• **TASK TO CARRY OUT**:
Using the Moment comment thread below, answer each question:
(a) Which format string is passed as the second argument in the sample moment call?
(b) What input string appears in the example said to give a warning?
(c) Which two users does one commenter say have the same question?

• **SELECTED TEXT**:
I'm sorry but ugh that kind of defeats the whole purpose of using Moment...
👎

@KaduAmaral
if you look at the parsing/string-format section of the docs, there isn't even a reference to anything that would give you the day name. If you take that portion out of your string and try again, it will probably work:

moment('04 May 2015 8:01 am', 'DD MMM YYYY h:mm a').isvalid()

I have the same question as @Izhaki and @elliotf. How do you check if something is valid without constructing a moment object which gives the warning?
ie. moment("filth").isValid() // gives a warning

I feel like this is a valid use case and don't want to see the warning if there is no problem. Maybe you could argue we should be seeing it since functionality will change at next version, but it will also mask more insidious violations.

This is a confusing error message. I'm sure that the people who put this into my console are very clever and very pleased to demonstrate this to everyone. I'm sorry but I think you've misunderstood why people like me want to use this - I do not want a lecture on software engineering, thanks.

• **ITEMS**:
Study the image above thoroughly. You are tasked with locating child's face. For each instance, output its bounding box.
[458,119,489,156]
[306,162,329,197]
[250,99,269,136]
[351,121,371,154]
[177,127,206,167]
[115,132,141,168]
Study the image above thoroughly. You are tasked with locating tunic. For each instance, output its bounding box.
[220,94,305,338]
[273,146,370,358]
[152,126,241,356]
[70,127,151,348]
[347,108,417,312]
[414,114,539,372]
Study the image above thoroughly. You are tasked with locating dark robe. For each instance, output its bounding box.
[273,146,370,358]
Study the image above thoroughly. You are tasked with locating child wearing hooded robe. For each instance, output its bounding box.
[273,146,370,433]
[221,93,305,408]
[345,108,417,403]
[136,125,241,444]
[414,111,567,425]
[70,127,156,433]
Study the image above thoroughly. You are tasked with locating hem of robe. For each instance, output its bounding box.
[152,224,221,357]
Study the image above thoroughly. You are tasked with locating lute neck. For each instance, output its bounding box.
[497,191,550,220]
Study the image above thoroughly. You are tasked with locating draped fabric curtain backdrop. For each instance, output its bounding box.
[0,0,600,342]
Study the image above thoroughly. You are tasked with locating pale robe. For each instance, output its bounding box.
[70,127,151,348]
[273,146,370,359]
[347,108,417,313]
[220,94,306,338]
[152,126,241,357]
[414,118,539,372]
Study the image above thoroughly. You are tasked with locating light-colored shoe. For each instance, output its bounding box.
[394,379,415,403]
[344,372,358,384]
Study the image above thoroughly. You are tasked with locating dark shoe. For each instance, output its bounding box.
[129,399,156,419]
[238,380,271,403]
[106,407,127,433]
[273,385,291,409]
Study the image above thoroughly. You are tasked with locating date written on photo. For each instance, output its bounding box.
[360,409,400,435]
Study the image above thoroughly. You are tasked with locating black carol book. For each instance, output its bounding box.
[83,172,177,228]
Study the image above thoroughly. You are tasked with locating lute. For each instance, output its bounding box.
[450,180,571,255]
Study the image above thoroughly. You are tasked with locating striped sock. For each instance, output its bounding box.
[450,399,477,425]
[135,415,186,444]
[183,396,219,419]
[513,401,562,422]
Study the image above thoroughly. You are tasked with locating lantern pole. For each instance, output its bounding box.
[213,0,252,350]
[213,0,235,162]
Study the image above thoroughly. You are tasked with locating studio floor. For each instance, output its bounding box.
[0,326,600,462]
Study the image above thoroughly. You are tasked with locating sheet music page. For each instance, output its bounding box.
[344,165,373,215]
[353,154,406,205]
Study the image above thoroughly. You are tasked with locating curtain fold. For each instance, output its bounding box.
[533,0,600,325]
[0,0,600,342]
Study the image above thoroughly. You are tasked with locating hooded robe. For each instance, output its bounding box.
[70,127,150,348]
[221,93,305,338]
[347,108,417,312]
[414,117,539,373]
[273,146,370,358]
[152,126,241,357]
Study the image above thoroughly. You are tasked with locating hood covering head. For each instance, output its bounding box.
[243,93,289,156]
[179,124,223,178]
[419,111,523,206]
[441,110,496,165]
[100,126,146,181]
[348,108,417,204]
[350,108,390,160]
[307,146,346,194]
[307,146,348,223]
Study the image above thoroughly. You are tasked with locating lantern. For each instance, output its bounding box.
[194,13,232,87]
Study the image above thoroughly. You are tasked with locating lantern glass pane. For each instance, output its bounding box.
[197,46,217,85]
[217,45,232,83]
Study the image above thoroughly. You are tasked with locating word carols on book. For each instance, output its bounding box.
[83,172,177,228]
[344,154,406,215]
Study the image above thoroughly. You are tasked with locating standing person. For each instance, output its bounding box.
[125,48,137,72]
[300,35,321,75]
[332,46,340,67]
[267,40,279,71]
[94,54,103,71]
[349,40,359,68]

• **RESPONSE**:
(a) 'DD MMM YYYY h:mm a'
(b) "filth"
(c) @Izhaki and @elliotf